* **WHAT YOU HAVE TO DO**:
All of the records below must be output exactly, with no pictures carried over.

Dataset records
Content starts

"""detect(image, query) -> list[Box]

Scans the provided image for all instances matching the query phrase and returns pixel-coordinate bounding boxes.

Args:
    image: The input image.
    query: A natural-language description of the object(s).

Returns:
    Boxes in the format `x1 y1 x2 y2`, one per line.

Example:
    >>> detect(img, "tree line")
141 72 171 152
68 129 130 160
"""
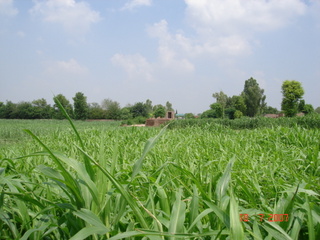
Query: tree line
0 93 174 123
198 78 317 119
0 78 318 121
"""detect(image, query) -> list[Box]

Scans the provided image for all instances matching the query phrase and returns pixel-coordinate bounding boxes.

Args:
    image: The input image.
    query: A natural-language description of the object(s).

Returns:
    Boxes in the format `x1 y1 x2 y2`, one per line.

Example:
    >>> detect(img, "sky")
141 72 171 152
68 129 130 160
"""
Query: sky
0 0 319 114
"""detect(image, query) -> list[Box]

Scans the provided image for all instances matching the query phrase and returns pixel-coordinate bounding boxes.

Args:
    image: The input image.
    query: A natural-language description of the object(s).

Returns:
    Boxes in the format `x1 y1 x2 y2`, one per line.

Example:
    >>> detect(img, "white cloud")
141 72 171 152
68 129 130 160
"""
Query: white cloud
46 58 88 75
185 0 307 33
30 0 101 36
111 53 154 81
143 0 308 62
121 0 152 10
0 0 18 16
147 20 195 71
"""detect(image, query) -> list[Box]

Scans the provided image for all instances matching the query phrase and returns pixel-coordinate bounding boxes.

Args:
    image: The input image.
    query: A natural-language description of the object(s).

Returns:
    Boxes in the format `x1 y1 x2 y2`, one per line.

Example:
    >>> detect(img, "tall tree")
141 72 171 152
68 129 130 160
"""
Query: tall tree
230 95 246 115
1 101 17 119
281 80 304 117
242 77 266 117
165 101 174 112
131 102 148 118
88 102 106 119
73 92 88 120
101 98 121 120
210 103 223 118
145 99 153 116
153 104 166 118
54 94 73 119
32 98 53 119
212 91 228 118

Content ends

* **ANSWER TO THIS PROBLEM**:
"""detect(image, query) -> list[Box]

Scans the provided image for all instances matching the query phrase and returns pixel-coordinate bounding boxes.

Args:
    image: The input image.
    query: A natural-language description of the object(s).

Returns:
    Boxes in the format `x1 y1 x2 y2`, one per line.

Example:
    >>> detect(img, "tree line")
141 72 171 152
68 129 130 160
"""
Query: tree line
0 93 174 123
198 78 317 119
0 78 318 121
"""detect(image, query) -> list[Box]

Scans the provided image for all instances matching the query phrase and returns pixel-coordinate bounding boxes.

Args:
    image: The input image.
    query: A natural-language description of the object(s).

Returns:
    Boxes in the format `x1 y1 x2 y2`, one per line.

Example:
    >>> detect(img, "sky")
141 72 171 152
68 129 130 160
"""
Query: sky
0 0 319 114
"""detect(image, query) -> list[Box]

Scans the provided image for all instances matching the query phrase and returns pixel-coordinate bounding boxes.

Args:
    image: The input image.
    query: A natural-language description of the object(s).

Returns:
    Boxes in the format `x1 y1 x2 y2`, one per line.

Example:
    >>> detect(img, "white cloud")
141 72 171 152
68 129 130 160
"""
Query: white cloud
46 58 88 75
185 0 307 33
30 0 101 36
111 53 154 81
143 0 308 62
121 0 152 10
0 0 18 16
147 20 195 71
"""detect(image, query) -> list[Box]

Scans the provided image for all instances matching the query phrase and returns pixel-coordinate bounding boxes.

Args:
    image: The input image.
    query: A natural-language description of the object(s).

Returns:
    Boxes in the format `x1 y1 x2 y2`, one per line.

Example:
    >>> detect(img, "tall tree")
141 72 171 152
68 129 130 160
"""
Query: tall tree
230 95 246 115
1 101 17 119
281 80 304 117
242 77 266 117
165 101 174 112
131 102 148 118
88 102 106 119
73 92 88 120
101 98 121 120
210 103 223 118
145 99 153 116
153 104 166 118
54 94 73 119
32 98 53 119
212 91 228 118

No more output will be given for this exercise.